A faithful transcription of the entries below is required.

* * * * *

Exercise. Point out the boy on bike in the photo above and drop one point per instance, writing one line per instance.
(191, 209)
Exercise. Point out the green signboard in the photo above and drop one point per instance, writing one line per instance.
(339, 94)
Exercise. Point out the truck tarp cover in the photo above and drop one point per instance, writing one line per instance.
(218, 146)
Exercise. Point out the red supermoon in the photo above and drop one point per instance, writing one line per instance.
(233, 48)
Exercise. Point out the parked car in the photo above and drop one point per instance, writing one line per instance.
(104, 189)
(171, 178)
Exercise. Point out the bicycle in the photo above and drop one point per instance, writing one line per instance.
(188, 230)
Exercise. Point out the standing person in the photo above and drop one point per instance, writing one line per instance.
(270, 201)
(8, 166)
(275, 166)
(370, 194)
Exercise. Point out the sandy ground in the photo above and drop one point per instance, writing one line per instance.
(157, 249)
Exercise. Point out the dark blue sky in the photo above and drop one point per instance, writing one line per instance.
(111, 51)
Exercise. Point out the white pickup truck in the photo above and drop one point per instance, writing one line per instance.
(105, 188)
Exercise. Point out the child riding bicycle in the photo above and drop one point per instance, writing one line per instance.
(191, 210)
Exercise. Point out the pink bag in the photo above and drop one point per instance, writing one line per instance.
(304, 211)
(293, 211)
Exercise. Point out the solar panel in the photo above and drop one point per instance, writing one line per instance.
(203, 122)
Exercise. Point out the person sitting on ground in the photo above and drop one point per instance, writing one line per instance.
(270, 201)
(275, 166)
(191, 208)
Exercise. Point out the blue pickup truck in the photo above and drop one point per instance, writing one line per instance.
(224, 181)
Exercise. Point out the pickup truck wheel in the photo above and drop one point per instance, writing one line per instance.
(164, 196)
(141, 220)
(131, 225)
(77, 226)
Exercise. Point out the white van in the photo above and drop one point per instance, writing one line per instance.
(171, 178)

* * * * *

→ OUTPUT OF THE EXERCISE
Exercise. Point out the boy on bike in the photo above and drop one point per instance, writing one line per instance.
(191, 209)
Exercise. Point out the green signboard in the photo above and drop one point per instance, writing one line per instance.
(339, 94)
Exercise. Point out the truck tarp cover in the photo above and drop one point per instance, writing one line per instance.
(218, 146)
Exercise. Point out the red supermoon in the photo above and drop one point per instance, writing one line per instance.
(233, 48)
Exercise. Point out the parked car in the photo above and drop one point per instance, writing one line per instance.
(104, 189)
(171, 178)
Exercise. Point out the bicycle in the photo above and drop one point per instance, writing one line per instance.
(188, 230)
Exercise. Point out the standing person in the photo above and drop one point per instance, writing one line per instance.
(270, 201)
(8, 166)
(275, 166)
(370, 194)
Exercise. Point out the sandy ground in the photo above and drop one point per instance, writing one line per instance.
(157, 249)
Exercise. Point out the dark blue sky in the photo above and drop one point per instance, writing one line per instance.
(111, 51)
Exercise. Point out the white pickup truck in the photo above and drop one point per instance, writing one line per instance.
(105, 188)
Exercise. Point out the child riding bicycle in the photo above and drop one point per instance, writing one line per instance.
(191, 210)
Exercise. Point out the pink bag in the photo above and drop one point per instance, writing one line per instance.
(304, 211)
(293, 211)
Exercise. Point out the solar panel in the photo above and drop one point per instance, writing one line per instance.
(203, 122)
Exercise. Point out the person sitting on ground in the photo above and drop one point per instance, writing one line per instance.
(270, 201)
(275, 166)
(191, 208)
Exercise. Point out the blue pickup truck in the photo above and drop one point per instance, writing one line per instance.
(224, 181)
Exercise. Point out the pickup truck wheel in the photo above and drop one point per instance, writing one line per instance.
(164, 196)
(141, 220)
(131, 225)
(77, 226)
Exercise. Point out the white van in the photo above and drop one point per instance, writing one line per instance.
(171, 178)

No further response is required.